## Отрывок
=-=-=-=-=

Дело кончилось тем, что Церетели вызвался ваять сразу два монумента, для Москвы и Петербурга. Учитывая фантастический дар типизации московского скульптора (как известно, его памятник Петру Великому, установленный в Москве, изначально был памятником Христофору Колумбу), можно предположить, что на сей раз обе русские столицы пострадают в равной степени, и самолюбие ни одной из них не будет чересчур задето.

Вообще же надо признать, что уровень дискуссии между Москвой и Петербургом, идущей уже три столетия, изрядно снизился, хотя накал ее и остался прежним. Обмен любезностями между соответствующими градоначальниками – дело, конечно, хорошее, но раньше разногласия между двумя русскими столицами порождали не только перебранки, но и огромный поток художественной продукции: это были книги, картины, симфонии, оперные и балетные постановки. В 1859 году Некрасов написал стихотворение под выразительным названием "Дружеская переписка Москвы с Петербургом", в котором попытался суммировать вековечные претензии двух городов друг к другу. Начинается оно "московским стихотворением":

На дальнем севере, в гиперборейском крае,

Где солнце тусклое, показываясь в мае,

Скрывается опять до лета в сентябре,

Столица новая возникла при Петре.

Возникнув с помощью чухонского народа

Из топей и болот в каких-нибудь два года,

Она до наших дней с Россией не срослась.

Здесь каждый пассаж издевательски пародирует то или иное место из пушкинского "Медного Всадника", этого каталога петербургской мифологии. У Пушкина Петербург – это "юный град", "полнощных стран краса и диво", вознесшийся "из тьмы лесов, из топи блат" на месте былого "приюта убогого чухонца":

По оживленным берегам,

Громады стройные теснятся

Дворцов и башен; корабли

Толпой со всех концов земли

К богатым пристаням стремятся.

Некрасов (от имени Москвы) говорит о том же и почти в тех же выражениях, но совсем по-другому:

Театры и дворцы, Нева и корабли,

Несущие туда со всех концов земли

Затеи роскоши: музеи просвещенья,

Музеи древностей – "все признаки ученья"

В том городе найдешь; нет одного – души!

Там высох человек, погрязнув в барыши,

Улыбка на устах, а на уме коварность:

Святого ничего – одна утилитарность!

Ответное некрасовское "петербургское послание" уже пародирует известное стихотворение Гете "Kennst du das Land":

Ты знаешь град, заслуженный и древний,

Который совместил в свои концы

Хоромы, хижины, посады и деревни

И храмы Божии, и царские дворцы?

=-=-=-=-=

## Задание 1
Ответьте на вопросы по отрывку о споре Москвы и Петербурга.
(а) Кому изначально был посвящен памятник Петру Великому, установленный в Москве?
(б) В каком году Некрасов написал стихотворение «Дружеская переписка Москвы с Петербургом»?
(в) Какое стихотворение Гете пародирует ответное «петербургское послание»?
## Задание 2
Продолжите отрывок о споре Москвы и Петербурга, начав сразу после последней приведенной в нем строки.

## Набор данных

=-=-=-=-=

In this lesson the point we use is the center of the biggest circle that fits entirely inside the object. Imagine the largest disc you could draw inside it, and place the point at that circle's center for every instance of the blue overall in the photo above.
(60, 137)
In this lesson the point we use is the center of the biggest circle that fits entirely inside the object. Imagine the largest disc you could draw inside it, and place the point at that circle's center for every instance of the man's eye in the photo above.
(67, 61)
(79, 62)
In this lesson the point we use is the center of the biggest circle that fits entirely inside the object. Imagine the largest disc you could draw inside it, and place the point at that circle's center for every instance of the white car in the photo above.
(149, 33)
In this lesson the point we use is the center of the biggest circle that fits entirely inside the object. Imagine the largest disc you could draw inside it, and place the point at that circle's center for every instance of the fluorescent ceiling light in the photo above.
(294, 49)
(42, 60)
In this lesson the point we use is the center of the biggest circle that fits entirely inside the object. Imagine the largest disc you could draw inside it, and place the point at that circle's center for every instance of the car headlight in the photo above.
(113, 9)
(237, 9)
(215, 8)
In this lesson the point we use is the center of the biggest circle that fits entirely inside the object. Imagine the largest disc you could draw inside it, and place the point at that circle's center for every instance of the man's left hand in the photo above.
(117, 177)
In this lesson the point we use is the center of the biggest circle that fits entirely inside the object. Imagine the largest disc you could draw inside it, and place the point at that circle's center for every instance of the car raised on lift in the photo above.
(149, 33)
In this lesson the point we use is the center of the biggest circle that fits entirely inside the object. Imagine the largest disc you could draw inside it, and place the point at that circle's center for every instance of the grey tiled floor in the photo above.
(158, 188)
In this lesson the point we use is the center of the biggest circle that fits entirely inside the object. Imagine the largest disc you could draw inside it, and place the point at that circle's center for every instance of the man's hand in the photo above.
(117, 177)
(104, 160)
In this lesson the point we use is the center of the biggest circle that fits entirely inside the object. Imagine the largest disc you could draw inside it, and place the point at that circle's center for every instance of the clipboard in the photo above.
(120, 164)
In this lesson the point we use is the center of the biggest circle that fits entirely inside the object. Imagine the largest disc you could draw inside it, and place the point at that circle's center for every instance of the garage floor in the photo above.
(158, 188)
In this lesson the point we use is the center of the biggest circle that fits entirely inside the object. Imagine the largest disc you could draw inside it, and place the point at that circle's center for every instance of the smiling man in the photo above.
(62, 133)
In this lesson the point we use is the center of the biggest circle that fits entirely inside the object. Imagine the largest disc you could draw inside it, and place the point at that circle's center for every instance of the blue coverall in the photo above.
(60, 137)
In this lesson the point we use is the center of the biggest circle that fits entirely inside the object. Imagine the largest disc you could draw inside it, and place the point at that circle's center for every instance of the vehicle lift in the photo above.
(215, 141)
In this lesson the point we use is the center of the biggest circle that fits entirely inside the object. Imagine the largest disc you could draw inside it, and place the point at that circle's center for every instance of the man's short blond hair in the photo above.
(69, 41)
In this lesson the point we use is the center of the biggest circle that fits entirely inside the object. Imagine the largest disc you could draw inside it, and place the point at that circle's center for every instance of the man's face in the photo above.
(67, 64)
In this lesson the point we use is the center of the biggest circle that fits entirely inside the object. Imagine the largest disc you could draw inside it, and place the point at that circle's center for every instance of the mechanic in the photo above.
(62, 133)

=-=-=-=-=

## Ожидаемый ответ 1
(а) Христофору Колумбу.
(б) В 1859 году.
(в) «Kennst du das Land».

## Ожидаемый ответ 2
Это явная реминисценция из Ф. Н. Глинки, который писал о Москве:

Город пышный, город древний!

Ты вместил в свои концы

И посады, и деревни,

И хоромы, и дворцы!

Глинка, в свою очередь, опирался на известное стихотворение Пушкина о Петербурге:

Город пышный, город бедный,

Дух неволи, стройный вид,

Свод небес зелено-бледный,

Скука, холод и гранит.

Его структуру использовал позже и Владимир Соловьев, когда ему понадобилось раздавить Москву гневной инвективой:

Город глупый, город грязный!

Смесь Каткова и кутьи,

Царство сплетни неотвязной,

Скуки, сна, галиматьи.

Но вернемся к некрасовскому стихотворению о "заслуженном граде":

Недаром, нет! невольно брызжут слезы

При имени заслуг, какие он свершил:

В 12-м году такие там морозы

Стояли, что француз досель их не забыл.

Волшебный град! Там люди в деле тихи,

Но говорят – волнуются за двух,

Там от Кремля, с Арбата и Плющихи

Отвсюду веет чисто русский дух.

Последнее четверостишие я своими глазами видел на плакате в московском метрополитене – оно попало туда, наверное, в общем русле лужковской кампании по поэтическому возвеличиванию Москвы к ее 850-летию. Каким нужно обладать историческим и поэтическим чутьем, чтобы глумливые стихи Некрасова принять за искренний панегирик Москве, а заодно и "чисто русскому духу"! Но не будем отвлекаться:

Все взоры веселит, все сердце умиляет,

На выспренний настраивает лад

Царь-колокол лежит, царь-пушка не стреляет,

И сорок сороков без умолку гудят.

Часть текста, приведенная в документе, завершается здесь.